# Problem statement
Please state how many lines in the material below contain the string "blue", matching case exactly, and reply with that number alone.

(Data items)
========

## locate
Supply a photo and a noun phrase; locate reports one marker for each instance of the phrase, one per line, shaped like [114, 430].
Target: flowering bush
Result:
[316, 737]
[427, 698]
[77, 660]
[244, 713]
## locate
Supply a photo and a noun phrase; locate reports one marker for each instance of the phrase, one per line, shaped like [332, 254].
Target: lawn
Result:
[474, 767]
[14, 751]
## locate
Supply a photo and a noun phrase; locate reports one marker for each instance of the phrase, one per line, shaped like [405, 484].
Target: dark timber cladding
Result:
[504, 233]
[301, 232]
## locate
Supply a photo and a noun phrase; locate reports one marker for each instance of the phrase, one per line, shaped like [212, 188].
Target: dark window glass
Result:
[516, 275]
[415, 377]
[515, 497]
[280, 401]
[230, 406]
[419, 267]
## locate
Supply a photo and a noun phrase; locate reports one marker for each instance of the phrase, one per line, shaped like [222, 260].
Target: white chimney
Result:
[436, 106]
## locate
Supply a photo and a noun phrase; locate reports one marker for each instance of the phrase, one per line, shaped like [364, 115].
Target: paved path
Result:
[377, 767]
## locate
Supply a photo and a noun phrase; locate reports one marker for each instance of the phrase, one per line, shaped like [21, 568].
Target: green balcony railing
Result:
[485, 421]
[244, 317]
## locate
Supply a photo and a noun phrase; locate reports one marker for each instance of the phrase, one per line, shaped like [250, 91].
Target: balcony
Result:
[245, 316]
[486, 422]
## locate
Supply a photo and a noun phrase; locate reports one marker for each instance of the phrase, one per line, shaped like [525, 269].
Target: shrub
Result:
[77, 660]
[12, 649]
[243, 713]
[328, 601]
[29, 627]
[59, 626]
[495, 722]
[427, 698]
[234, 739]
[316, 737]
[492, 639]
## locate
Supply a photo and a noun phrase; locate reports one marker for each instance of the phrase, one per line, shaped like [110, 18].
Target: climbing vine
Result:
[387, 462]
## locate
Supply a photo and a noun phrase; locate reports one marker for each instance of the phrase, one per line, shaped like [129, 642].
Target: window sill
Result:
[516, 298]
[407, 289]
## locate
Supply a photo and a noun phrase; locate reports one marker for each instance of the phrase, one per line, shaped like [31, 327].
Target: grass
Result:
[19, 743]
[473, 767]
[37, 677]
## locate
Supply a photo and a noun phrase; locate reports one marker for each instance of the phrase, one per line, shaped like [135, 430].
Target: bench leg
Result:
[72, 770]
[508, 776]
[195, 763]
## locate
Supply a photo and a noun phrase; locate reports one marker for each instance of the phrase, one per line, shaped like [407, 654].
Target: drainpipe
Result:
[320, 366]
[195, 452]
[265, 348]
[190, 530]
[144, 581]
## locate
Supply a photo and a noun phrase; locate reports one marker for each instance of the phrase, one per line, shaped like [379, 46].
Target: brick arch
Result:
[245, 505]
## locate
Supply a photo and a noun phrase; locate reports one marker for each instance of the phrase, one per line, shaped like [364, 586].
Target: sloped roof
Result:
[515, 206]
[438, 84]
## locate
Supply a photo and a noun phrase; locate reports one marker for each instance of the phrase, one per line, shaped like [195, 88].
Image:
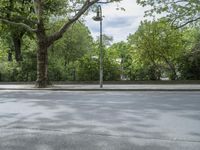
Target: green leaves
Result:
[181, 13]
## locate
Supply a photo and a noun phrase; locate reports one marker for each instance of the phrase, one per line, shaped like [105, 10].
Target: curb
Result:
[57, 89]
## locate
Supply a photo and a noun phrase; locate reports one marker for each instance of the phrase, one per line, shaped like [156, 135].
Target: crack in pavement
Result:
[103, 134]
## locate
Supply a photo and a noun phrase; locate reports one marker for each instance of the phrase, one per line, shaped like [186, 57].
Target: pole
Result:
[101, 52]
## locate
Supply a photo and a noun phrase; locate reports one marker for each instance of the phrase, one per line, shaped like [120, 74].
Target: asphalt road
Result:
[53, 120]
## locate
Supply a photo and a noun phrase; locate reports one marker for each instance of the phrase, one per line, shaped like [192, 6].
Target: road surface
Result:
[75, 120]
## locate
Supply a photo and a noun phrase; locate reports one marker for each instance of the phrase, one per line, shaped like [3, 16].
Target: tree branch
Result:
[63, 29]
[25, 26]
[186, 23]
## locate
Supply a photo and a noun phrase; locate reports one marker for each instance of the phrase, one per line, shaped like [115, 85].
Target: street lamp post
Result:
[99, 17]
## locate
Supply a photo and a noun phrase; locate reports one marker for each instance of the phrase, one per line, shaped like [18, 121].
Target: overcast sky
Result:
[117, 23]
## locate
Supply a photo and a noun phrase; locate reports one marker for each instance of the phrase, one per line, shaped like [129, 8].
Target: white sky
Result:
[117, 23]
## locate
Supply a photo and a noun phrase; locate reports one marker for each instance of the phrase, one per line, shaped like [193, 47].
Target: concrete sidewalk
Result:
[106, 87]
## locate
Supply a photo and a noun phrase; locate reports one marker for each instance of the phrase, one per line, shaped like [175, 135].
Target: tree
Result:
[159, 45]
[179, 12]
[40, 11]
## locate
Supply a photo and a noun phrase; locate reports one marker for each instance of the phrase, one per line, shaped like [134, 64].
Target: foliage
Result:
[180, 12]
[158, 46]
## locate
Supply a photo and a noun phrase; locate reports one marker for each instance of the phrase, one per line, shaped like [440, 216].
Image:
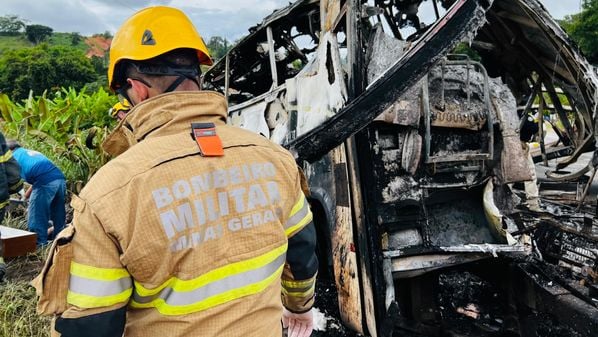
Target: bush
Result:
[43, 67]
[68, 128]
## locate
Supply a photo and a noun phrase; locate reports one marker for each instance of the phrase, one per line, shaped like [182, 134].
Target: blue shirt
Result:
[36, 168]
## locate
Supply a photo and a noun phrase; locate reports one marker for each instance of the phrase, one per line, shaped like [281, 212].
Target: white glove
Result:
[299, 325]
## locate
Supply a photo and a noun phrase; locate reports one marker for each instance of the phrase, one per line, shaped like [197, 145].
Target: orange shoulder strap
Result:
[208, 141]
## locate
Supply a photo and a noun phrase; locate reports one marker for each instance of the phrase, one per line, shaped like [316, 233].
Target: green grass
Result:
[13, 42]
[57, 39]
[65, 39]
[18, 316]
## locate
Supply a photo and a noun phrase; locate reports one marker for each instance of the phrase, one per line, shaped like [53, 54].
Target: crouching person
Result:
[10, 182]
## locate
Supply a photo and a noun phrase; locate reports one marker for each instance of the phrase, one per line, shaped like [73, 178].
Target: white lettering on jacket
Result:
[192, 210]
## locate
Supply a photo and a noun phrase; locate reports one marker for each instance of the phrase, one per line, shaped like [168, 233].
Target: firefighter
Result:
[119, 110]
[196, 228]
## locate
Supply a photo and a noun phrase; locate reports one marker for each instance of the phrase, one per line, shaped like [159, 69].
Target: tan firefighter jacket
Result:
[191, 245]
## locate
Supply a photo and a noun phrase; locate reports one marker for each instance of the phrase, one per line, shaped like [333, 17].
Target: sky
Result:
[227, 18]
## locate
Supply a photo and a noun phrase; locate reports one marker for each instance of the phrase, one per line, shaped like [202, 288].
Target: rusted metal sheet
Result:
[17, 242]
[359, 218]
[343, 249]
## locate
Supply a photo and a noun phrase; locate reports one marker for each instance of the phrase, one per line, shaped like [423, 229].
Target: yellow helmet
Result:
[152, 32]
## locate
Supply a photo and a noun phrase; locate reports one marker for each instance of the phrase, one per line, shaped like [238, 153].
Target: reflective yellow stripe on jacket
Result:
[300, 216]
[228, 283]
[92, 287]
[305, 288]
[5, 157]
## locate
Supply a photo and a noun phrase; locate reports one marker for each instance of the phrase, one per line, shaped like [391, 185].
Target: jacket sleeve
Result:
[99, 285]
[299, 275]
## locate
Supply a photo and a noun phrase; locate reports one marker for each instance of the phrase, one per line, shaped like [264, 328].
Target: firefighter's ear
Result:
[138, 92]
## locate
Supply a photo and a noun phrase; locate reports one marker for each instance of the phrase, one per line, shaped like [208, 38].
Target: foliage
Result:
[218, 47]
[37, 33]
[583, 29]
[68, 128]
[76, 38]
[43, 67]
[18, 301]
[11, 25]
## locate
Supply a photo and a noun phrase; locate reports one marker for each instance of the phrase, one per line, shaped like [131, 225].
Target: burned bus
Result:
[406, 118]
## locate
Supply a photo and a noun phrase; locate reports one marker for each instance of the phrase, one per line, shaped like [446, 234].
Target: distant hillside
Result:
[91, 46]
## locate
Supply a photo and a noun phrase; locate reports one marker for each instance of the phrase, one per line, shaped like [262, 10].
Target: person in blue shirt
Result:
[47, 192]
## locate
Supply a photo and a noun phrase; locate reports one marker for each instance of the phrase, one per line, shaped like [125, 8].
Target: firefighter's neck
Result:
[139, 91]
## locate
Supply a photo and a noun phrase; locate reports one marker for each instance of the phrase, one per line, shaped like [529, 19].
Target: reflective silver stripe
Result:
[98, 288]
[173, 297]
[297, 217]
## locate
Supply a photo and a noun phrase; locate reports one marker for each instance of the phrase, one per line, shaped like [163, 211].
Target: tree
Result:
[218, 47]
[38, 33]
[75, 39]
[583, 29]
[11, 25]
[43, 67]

========

# Response for this exercise
2